What you need to do ▸
1. Answer these questions using the profile of Nick Manis:
(a) Which team did Nick captain in 2017?
(b) For which professional team did he play after graduation?
(c) How many daughters does his uncle Brian Adam have?
2. Carry on the profile of Nick Manis, picking up after its final sentence.

Document text ▸

#####

Nick Manis is a competitor at heart. A standout high lacrosse player, the Maryland-native went on to captain the 2017 National Championship University of Maryland lacrosse team. After graduation, Nick played professionally for the Chesapeake Bayhawks before retiring last year. (Though he recently returned for the Major League Lacrosse’s mini tournament happening now in Annapolis.) “I’ve been involved in sports my whole life,” says Nick. “I was looking for my next challenge.”
Throughout his sports career, one of Nick’s biggest supporters has been his uncle Brian Adam. “We’re a very tightknit family,” says Nick. Brian’s three daughters also grew up playing lacrosse in the area and advancing to the collegiate level. “I always looked up to my cousins who really led the way for me and my sister,” says Nick, the youngest of the two families. “Brian was at almost all of my games. We have a special bond,” says Nick. “He’s someone you want to make proud if you have the opportunity.”

#####

Given data ▸
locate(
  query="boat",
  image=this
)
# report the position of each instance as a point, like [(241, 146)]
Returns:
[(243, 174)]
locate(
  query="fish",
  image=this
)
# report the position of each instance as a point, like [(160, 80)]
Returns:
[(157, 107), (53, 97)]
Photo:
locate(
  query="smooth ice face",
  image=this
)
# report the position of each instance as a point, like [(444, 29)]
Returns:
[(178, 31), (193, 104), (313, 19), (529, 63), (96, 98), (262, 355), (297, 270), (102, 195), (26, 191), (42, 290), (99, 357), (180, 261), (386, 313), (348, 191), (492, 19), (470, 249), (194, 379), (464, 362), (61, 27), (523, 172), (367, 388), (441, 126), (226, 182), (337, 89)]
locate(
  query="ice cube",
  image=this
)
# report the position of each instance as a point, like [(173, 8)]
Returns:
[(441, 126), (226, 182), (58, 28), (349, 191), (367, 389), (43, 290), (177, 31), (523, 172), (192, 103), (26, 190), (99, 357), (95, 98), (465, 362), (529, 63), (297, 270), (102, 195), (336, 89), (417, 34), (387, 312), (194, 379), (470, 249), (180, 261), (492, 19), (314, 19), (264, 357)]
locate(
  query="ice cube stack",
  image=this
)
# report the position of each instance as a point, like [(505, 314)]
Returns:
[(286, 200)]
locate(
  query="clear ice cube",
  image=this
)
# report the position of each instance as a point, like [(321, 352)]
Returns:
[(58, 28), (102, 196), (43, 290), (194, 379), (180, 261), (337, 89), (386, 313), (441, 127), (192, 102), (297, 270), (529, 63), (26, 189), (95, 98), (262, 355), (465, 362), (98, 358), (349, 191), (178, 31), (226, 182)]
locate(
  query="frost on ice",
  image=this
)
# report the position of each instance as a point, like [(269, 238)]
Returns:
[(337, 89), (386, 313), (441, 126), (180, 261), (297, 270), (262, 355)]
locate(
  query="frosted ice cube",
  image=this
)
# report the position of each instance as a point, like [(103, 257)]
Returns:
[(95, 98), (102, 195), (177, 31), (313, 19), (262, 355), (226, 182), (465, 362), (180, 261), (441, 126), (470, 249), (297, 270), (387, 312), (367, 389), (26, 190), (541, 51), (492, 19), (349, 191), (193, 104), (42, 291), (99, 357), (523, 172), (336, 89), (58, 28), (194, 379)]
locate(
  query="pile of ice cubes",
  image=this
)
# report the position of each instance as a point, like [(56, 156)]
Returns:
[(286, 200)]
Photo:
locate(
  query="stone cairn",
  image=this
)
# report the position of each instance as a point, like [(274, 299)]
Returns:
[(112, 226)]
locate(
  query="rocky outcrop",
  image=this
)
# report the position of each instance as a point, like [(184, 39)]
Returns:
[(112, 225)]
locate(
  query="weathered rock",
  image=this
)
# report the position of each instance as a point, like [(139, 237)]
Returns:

#####

Answers to the tasks ▸
1.
(a) The 2017 National Championship University of Maryland lacrosse team
(b) The Chesapeake Bayhawks
(c) Three

2.
That opportunity came after Brian was diagnosed with Parkinson’s disease (PD) in 2013. Last year, he underwent deep brain stimulation (DBS), a surgical procedure that can help ease motor symptoms and decrease medication needs in some people with PD. “He’s remained positive throughout everything. I just wanted to make a difference somehow and return the positive energy,” says Nick.
In February, Nick signed up to tackle a 30-mile endurance challenge through the Blue Ridge Mountains in West Virginia. He joined Team Fox and set out to raise $2,500 for The Michael J. Fox Foundation in honor of Brian. When the April event was canceled due to COVID-19, rather than throw in the towel, Nick got creative. “My goal was to complete the challenge in seven hours which was the amount of time my uncle’s surgery lasted,” says Nick. He mapped out a new course that would take roughly the same amount of time: 26.2 miles along the Bacon Ridge Trail in Annapolis (with its 5,000+ feet of elevation), followed by a nearly three-mile swim across the Severn River.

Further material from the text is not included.